§ Data to use:
== Segment start ==
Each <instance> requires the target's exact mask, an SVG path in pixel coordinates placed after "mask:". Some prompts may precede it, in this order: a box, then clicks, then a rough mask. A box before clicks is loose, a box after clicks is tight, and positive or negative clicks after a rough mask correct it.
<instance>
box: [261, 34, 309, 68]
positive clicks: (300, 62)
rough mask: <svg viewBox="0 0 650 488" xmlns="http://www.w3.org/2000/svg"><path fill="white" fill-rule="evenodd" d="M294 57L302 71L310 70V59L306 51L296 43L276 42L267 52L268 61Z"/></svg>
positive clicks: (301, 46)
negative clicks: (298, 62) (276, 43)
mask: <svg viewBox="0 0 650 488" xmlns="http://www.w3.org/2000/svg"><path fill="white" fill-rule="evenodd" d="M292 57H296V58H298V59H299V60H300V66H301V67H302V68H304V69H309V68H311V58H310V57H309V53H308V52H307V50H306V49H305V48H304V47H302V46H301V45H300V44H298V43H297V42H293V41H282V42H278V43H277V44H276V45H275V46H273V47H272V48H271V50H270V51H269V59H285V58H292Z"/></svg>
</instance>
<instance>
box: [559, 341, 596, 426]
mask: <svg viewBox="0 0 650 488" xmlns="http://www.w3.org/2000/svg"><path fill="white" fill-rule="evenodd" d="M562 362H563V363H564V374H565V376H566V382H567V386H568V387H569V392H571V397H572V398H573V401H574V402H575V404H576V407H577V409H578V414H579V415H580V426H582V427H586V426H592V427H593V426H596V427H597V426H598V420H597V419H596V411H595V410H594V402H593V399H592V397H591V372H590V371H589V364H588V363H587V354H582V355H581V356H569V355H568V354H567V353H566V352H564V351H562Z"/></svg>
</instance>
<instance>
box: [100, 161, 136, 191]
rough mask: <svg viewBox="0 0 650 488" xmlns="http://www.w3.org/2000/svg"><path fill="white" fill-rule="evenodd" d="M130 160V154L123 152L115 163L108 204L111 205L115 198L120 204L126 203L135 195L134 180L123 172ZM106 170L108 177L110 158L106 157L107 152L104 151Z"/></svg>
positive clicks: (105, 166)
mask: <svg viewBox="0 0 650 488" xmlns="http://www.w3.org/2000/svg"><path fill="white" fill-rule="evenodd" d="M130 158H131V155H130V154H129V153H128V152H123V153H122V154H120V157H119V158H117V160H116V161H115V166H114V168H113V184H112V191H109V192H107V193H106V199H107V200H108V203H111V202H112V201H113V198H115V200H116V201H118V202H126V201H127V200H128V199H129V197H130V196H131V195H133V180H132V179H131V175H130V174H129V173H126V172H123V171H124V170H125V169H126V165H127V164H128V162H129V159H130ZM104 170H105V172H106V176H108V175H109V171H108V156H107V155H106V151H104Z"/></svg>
== Segment end ==
§ Work instruction: Please retype the lines above exactly, starting with the line that contains "negative clicks: (298, 62) (276, 43)" and going on through the end of the records.

§ Solved problem:
negative clicks: (298, 62) (276, 43)
mask: <svg viewBox="0 0 650 488" xmlns="http://www.w3.org/2000/svg"><path fill="white" fill-rule="evenodd" d="M292 57H296V58H298V59H299V60H300V66H301V67H302V68H304V69H309V68H311V58H310V57H309V53H308V52H307V50H306V49H305V48H304V47H302V46H301V45H300V44H298V43H297V42H293V41H282V42H278V43H277V44H276V45H275V46H273V47H272V48H271V50H270V51H269V59H285V58H292Z"/></svg>
</instance>
<instance>
box: [559, 341, 596, 426]
mask: <svg viewBox="0 0 650 488" xmlns="http://www.w3.org/2000/svg"><path fill="white" fill-rule="evenodd" d="M562 362H563V363H564V374H565V376H566V382H567V386H568V387H569V392H571V397H572V398H573V401H574V402H575V404H576V407H577V409H578V414H579V415H580V426H582V427H586V426H592V427H593V426H596V427H597V426H598V420H597V419H596V411H595V410H594V402H593V399H592V397H591V372H590V371H589V364H588V363H587V354H582V355H581V356H569V355H568V354H567V353H566V352H564V351H562Z"/></svg>
</instance>
<instance>
box: [100, 161, 136, 191]
rough mask: <svg viewBox="0 0 650 488" xmlns="http://www.w3.org/2000/svg"><path fill="white" fill-rule="evenodd" d="M130 160V154L123 152L115 163L108 204L111 205L115 198L120 204L126 203L135 195L134 180L123 172ZM106 170L108 177L110 158L106 157L107 152L104 151Z"/></svg>
positive clicks: (105, 166)
mask: <svg viewBox="0 0 650 488" xmlns="http://www.w3.org/2000/svg"><path fill="white" fill-rule="evenodd" d="M130 158H131V155H130V154H129V153H128V152H123V153H122V154H120V157H119V158H117V160H116V161H115V166H114V168H113V184H112V191H109V192H107V193H106V199H107V200H108V203H111V202H112V201H113V198H115V200H116V201H118V202H126V201H127V200H128V199H129V197H130V196H131V195H133V180H132V179H131V175H130V174H129V173H126V172H123V171H124V170H125V169H126V165H127V164H128V162H129V159H130ZM104 170H105V172H106V176H108V175H109V171H108V156H107V155H106V151H104Z"/></svg>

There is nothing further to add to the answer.